Dataset entries
────────────────────

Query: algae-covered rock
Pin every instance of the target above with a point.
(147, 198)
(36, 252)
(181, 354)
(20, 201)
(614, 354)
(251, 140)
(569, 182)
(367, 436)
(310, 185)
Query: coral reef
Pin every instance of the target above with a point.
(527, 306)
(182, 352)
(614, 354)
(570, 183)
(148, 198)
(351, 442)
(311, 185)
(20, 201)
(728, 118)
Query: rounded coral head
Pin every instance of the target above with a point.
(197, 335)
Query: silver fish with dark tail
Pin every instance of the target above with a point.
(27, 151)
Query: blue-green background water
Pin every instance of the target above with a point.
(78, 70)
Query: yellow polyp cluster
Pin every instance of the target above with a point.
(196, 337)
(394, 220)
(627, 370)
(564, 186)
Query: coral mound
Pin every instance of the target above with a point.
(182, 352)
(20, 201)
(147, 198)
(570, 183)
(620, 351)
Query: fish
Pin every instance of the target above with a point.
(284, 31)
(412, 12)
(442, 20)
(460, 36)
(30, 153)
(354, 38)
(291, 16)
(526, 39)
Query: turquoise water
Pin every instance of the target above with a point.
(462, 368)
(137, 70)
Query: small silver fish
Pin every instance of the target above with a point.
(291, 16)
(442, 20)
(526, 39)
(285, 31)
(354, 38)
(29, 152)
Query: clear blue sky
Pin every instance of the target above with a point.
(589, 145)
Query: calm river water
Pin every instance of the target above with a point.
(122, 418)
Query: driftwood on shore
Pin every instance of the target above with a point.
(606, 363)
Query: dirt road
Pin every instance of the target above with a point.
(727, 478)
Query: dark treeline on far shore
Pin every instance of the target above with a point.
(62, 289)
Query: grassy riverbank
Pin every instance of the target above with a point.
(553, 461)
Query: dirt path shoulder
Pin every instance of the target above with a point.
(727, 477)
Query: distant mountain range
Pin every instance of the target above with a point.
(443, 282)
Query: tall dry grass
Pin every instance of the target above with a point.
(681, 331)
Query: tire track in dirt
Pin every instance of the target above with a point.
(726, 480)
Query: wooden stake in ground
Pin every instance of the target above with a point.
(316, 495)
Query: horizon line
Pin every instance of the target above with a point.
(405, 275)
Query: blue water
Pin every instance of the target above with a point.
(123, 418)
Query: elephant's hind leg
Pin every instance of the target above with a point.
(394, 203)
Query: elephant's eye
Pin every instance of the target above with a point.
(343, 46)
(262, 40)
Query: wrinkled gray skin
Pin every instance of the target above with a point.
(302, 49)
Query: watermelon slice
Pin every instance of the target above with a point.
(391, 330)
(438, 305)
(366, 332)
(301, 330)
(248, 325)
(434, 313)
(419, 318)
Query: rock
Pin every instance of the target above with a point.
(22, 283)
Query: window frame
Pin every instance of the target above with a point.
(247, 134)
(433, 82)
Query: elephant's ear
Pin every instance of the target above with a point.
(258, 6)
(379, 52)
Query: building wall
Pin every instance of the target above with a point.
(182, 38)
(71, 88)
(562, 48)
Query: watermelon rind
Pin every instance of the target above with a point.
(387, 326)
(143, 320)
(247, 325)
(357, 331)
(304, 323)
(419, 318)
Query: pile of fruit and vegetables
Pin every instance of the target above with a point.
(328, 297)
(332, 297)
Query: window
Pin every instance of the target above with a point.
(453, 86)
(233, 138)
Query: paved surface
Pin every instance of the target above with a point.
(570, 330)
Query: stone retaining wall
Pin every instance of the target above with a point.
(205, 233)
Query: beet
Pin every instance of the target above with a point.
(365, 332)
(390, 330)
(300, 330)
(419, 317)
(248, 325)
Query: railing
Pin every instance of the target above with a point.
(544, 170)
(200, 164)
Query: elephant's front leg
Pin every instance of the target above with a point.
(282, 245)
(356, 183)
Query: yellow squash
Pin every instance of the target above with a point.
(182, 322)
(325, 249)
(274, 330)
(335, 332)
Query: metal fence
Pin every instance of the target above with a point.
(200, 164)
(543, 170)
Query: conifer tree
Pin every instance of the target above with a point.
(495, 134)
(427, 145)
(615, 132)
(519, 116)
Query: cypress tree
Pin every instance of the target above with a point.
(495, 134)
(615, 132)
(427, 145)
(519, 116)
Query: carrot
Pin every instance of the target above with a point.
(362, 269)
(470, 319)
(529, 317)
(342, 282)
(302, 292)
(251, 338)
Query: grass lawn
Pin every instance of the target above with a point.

────────────────────

## Exercise details
Give back the entries above exactly as they are, from their first line through the line that contains "Query: coral reef", both included, with nothing else.

## Written solution
Query: algae-covered rock
Pin every instance of the target above with a point.
(147, 198)
(36, 252)
(181, 354)
(20, 201)
(614, 354)
(251, 140)
(569, 182)
(367, 436)
(310, 185)
Query: coral reef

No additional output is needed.